Render every one of the entries below as a numbered list, skipping any blank lines, and keep the pictures out of your answer.

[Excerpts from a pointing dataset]
------

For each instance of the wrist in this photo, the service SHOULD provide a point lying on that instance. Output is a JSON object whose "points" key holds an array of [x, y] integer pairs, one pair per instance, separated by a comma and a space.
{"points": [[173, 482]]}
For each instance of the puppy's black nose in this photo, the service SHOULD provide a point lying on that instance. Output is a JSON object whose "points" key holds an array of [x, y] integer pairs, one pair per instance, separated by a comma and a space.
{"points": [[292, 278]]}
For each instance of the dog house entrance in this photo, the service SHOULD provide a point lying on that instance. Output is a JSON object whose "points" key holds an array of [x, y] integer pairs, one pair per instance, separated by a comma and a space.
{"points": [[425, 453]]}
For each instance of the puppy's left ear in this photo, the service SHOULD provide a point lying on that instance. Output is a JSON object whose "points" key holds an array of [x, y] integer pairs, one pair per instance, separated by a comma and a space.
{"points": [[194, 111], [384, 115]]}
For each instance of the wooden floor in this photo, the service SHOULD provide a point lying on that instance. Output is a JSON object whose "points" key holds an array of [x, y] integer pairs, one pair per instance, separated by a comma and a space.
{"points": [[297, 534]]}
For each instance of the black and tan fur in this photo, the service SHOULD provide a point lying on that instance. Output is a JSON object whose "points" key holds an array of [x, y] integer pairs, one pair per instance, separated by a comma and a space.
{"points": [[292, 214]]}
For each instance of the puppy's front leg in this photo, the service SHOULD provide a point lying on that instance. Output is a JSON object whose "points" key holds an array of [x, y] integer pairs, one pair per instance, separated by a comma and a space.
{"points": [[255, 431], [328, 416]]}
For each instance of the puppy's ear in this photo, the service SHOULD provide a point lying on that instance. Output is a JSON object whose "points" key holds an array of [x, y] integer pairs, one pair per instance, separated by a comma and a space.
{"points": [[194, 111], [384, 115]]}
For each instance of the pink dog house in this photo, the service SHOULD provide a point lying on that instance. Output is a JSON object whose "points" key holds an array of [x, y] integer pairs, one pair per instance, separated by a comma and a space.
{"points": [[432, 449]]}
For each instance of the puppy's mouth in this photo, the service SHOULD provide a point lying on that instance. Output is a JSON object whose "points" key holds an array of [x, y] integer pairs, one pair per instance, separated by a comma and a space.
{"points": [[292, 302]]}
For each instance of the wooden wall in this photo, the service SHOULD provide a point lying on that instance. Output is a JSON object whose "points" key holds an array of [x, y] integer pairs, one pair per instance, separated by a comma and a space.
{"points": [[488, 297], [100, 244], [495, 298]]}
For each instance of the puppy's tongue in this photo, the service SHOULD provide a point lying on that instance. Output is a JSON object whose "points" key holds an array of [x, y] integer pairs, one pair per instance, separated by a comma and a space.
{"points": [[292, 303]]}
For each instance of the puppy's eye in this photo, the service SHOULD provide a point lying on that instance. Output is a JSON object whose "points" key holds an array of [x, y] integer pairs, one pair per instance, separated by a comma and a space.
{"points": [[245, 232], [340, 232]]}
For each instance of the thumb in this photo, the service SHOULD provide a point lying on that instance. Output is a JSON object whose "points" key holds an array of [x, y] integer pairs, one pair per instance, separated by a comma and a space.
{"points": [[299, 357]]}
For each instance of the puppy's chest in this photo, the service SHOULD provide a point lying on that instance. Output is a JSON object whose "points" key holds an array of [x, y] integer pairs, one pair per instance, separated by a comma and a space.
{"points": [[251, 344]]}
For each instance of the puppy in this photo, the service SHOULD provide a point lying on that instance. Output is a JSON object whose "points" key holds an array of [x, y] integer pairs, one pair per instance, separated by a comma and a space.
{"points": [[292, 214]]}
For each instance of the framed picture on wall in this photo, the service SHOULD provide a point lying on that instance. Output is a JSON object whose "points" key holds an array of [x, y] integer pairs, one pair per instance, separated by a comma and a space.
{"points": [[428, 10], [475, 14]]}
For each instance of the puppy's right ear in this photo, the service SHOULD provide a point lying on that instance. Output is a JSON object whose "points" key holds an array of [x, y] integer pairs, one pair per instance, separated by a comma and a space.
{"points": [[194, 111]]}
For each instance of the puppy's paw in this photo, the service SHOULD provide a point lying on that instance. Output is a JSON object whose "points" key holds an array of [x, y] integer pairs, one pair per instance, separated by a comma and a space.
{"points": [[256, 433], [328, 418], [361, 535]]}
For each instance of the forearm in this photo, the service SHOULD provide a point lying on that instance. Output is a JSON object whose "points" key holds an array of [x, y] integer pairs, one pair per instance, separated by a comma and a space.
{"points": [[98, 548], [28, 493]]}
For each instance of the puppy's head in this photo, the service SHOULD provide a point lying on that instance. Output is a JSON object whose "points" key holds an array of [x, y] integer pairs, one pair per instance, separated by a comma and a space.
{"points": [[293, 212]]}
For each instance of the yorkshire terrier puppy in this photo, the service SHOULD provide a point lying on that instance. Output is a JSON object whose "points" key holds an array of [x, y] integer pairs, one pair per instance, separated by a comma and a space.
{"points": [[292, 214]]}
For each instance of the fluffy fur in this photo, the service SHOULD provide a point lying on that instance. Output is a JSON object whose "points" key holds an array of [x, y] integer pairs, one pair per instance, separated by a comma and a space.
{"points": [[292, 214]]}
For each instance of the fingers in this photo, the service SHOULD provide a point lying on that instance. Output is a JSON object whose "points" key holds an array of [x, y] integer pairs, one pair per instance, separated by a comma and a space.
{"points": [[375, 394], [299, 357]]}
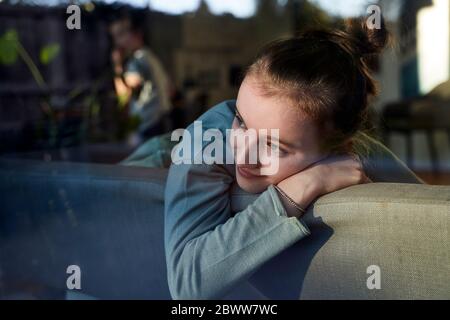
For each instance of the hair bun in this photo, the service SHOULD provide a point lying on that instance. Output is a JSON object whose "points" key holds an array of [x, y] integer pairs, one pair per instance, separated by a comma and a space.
{"points": [[367, 40]]}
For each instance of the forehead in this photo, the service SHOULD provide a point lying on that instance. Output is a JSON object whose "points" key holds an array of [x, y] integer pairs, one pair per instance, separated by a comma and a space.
{"points": [[260, 111]]}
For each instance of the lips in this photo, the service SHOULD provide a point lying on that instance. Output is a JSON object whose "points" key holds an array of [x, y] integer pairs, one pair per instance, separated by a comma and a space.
{"points": [[246, 173]]}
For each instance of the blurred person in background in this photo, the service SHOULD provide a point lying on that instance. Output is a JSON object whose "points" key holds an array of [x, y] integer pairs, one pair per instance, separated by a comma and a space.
{"points": [[140, 81]]}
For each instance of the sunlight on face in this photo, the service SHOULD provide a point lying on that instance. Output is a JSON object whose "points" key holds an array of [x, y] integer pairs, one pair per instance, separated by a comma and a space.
{"points": [[298, 136]]}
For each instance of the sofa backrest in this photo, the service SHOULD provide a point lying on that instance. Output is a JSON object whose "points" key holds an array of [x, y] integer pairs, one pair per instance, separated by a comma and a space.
{"points": [[395, 233], [108, 220]]}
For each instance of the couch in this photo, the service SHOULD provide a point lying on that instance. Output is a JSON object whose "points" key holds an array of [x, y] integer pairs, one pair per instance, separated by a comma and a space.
{"points": [[108, 220]]}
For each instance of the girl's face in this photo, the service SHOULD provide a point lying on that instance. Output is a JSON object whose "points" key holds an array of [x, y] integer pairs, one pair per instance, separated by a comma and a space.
{"points": [[298, 137]]}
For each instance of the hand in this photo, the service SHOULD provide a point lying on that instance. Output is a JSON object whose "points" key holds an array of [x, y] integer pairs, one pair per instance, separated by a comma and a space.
{"points": [[325, 177], [117, 58]]}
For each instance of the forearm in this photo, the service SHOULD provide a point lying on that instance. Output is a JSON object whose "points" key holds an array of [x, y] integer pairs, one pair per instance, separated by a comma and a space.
{"points": [[210, 265]]}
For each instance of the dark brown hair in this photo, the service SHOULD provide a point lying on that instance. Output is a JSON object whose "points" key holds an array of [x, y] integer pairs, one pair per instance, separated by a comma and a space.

------

# [TASK ANSWER]
1. For each instance of the wrist in this photo, the service SHOULD provide a point lying on that instance. Output is a JSON object whose "points" key holds an array of [x, y] integer pairs, one pair per instance, separated by a comma and a space.
2. {"points": [[173, 482]]}
3. For each instance of the puppy's black nose in this photo, the service SHOULD provide a point lying on that instance. Output is a JSON object whose "points" key holds an array of [x, y] integer pairs, one pair per instance, separated by a comma and a space.
4. {"points": [[292, 278]]}
5. For each instance of the dog house entrance in this photo, the service SHOULD provide a point lying on that instance. Output is a JSON object whose "points" key holds an array of [x, y] integer pairs, one pair per instance, separated by a comma and a space.
6. {"points": [[425, 453]]}
7. For each instance of the puppy's left ear in this photo, the service SHOULD provide a point lying on that instance. Output is a JSON object whose "points" key holds an array of [x, y] integer pairs, one pair per instance, separated by a comma and a space.
8. {"points": [[194, 111], [384, 115]]}
9. For each instance of the wooden floor in this photo, the service SHOULD provide a point lying on that instance. Output is a JSON object whose "points" key holds an array of [x, y] integer pairs, one pair per instance, separated by a comma and a space.
10. {"points": [[297, 534]]}
11. For each instance of the black and tan fur in this photo, the service SHOULD provide a point lying on that instance. Output is a JSON object whose "points" key holds an array of [x, y] integer pairs, one pair per instance, separated by a comma and a space.
12. {"points": [[292, 214]]}
13. For each instance of the puppy's front leg in this photo, the service SHOULD provide a point lying on that instance. Output is a JSON object whose "points" key holds an array of [x, y] integer pairs, one pair per instance, separated by a comma and a space.
14. {"points": [[255, 431], [328, 416]]}
15. For each instance of the puppy's ear in this photo, the service SHOULD provide a point lying on that instance. Output is a JSON object whose "points" key holds an array of [x, y] integer pairs, one pair per instance, separated by a comma and a space.
16. {"points": [[194, 111], [384, 115]]}
17. For each instance of the pink dog house in this photo, the service SHOULD provide a point lying on that instance. Output is a JSON object whose "points" key holds an array of [x, y] integer pairs, one pair per instance, separated by a comma and a space.
18. {"points": [[432, 449]]}
19. For each instance of the puppy's mouth in this photo, the service SHOULD provide a point lying on that instance. Output is a JSON object whose "points" key holds an array of [x, y] integer pairs, one pair per instance, separated by a comma and a space.
20. {"points": [[292, 302]]}
21. For each instance of the wooden wall in this photo, the service SHOULD provide a point lying on that instance. Output is a JSON object whose "points" key holds an array of [x, y] integer pairs, one pair per instance, separated by a comma and a space.
22. {"points": [[488, 297], [100, 244], [495, 298]]}
23. For each instance of the puppy's tongue in this photo, the service SHOULD provide a point lying on that instance. Output is a JSON object whose "points" key holds an array of [x, y] integer pairs, one pair per instance, separated by a comma and a space.
24. {"points": [[292, 303]]}
25. For each instance of the puppy's eye in this photo, the service SHOULD provide a point lying on that instance. Output is a JSON object whose "points" key holds an array of [x, y] integer pairs, one pair per instance, separated by a comma and a space.
26. {"points": [[245, 232], [340, 232]]}
27. For each instance of the thumb in this photo, the service SHOULD provide a point lying on that instance. Output is a JSON object whose "points" key holds an array of [x, y] integer pairs, one pair per instance, separated by a comma and a space.
28. {"points": [[299, 357]]}
29. For each instance of the puppy's chest in this photo, the service SHOULD provide a point lying on that instance. Output is a JSON object whose "points" key holds an array of [x, y] integer pairs, one pair per instance, separated by a comma and a space.
30. {"points": [[251, 344]]}
31. For each instance of the puppy in this photo, the service SHOULD provide a point lying on that instance. Output is a JSON object whose "points" key holds an array of [x, y] integer pairs, one pair per instance, separated by a comma and a space.
32. {"points": [[292, 214]]}
33. For each instance of the framed picture on wall in this photo, the service SHOULD provide a point lying on that instance. Output is a JSON object whose "points" key holds an array of [x, y] integer pairs, one pair per instance, separated by a comma and a space.
34. {"points": [[428, 10], [475, 14]]}
35. For each instance of the puppy's right ear in this photo, the service SHOULD provide a point lying on that instance. Output is a JSON object whose "points" key holds an array of [x, y] integer pairs, one pair per instance, separated by a comma and a space.
36. {"points": [[194, 111]]}
37. For each instance of the puppy's paw in this photo, the service SHOULD provide a point lying on that instance. Output is a JSON object whose "points" key holds an array of [x, y] integer pairs, one pair per instance, separated by a comma and a space.
38. {"points": [[256, 433], [328, 418], [361, 535]]}
39. For each instance of the forearm in this photo, the service SHOULD provide a point lying on that instance. Output is a JSON object whose "points" key holds an array of [x, y] integer pairs, one pair per instance, separated by a comma and a space.
40. {"points": [[98, 548], [28, 493]]}
41. For each instance of the puppy's head in this photo, the service SHOULD provide a point lying on that instance. Output is a JSON object whose "points" key holds an array of [x, y] integer pairs, one pair per instance, separated by a comma and a space.
42. {"points": [[293, 212]]}
43. For each instance of the yorkshire terrier puppy in this photo, the service SHOULD provide a point lying on that instance. Output is a JSON object whose "points" key holds an array of [x, y] integer pairs, one pair per instance, separated by a comma and a space.
44. {"points": [[292, 214]]}
45. For each instance of the fluffy fur in this photo, the service SHOULD provide a point lying on that instance. Output is a JSON object whose "points" key holds an array of [x, y] integer pairs, one pair per instance, separated by a comma and a space.
46. {"points": [[292, 214]]}
47. For each instance of the fingers in this photo, the service SHOULD provide a point lying on that instance. Output is a JSON object whose "points" key holds an array of [x, y] integer pairs, one pair per instance, separated by a comma and a space.
48. {"points": [[375, 394], [299, 357]]}
49. For each instance of the hair bun in this photo, the service SHOULD provide a point lying on that instance. Output is a JSON object whose "points" key holds an array of [x, y] integer pairs, one pair per instance, separated by a comma and a space.
50. {"points": [[367, 40]]}
51. For each instance of the forehead in this photo, the service SHOULD provide a point lying on that instance. Output is a JSON object whose "points" key holds an array of [x, y] integer pairs, one pair per instance, separated by a comma and a space.
52. {"points": [[260, 111]]}
53. For each instance of the lips in this photo, the service SHOULD provide a point lying on that instance. Output is a JSON object whose "points" key holds an array of [x, y] integer pairs, one pair per instance, separated by a comma and a space.
54. {"points": [[246, 173]]}
55. For each instance of the blurred person in background in this photo, the service SHOULD provide a point lying on that instance. Output is a JSON object whose "points" key holds an array of [x, y] integer pairs, one pair per instance, separated by a comma and a space.
56. {"points": [[140, 81]]}
57. For each instance of the sunlight on face in this photo, the service SHOULD provide a point lying on that instance. Output is a JSON object whose "points" key holds an array of [x, y] integer pairs, one pair per instance, separated by a comma and a space.
58. {"points": [[298, 136]]}
59. For each instance of the sofa backrest in this photo, the service SHOULD provide a point lying on that instance. Output is a JSON object whose "points" key holds an array of [x, y] integer pairs, one pair per instance, separated by a comma and a space.
60. {"points": [[395, 233], [108, 220]]}
61. For each instance of the couch in this photo, the service SHOULD provide a point lying on that instance. Output is a JSON object whose "points" key holds an array of [x, y] integer pairs, one pair per instance, separated by a comma and a space.
62. {"points": [[108, 220]]}
63. For each instance of the girl's face in this photo, the service SHOULD provide a point lying on that instance. Output is a JSON object whose "points" key holds an array of [x, y] integer pairs, one pair per instance, separated by a comma and a space.
64. {"points": [[298, 137]]}
65. For each instance of the hand in this photo, the service SHOULD provide a point lying on that instance. Output is a JSON object whose "points" key holds an array of [x, y] integer pairs, one pair per instance, separated by a comma and a space.
66. {"points": [[325, 177], [117, 58]]}
67. For each instance of the forearm in this photo, the service SHOULD provide a point lying on that instance. Output is a JSON object whose "points" key holds an array of [x, y] integer pairs, one pair per instance, separated by a comma and a space.
68. {"points": [[210, 265]]}
69. For each instance of the dark brown hair in this photo, the service SHOULD provide a point lying on that instance. Output is a JSON object whose "points" key holds an array of [x, y] integer pairs, one pair per instance, separated by a comma and a space.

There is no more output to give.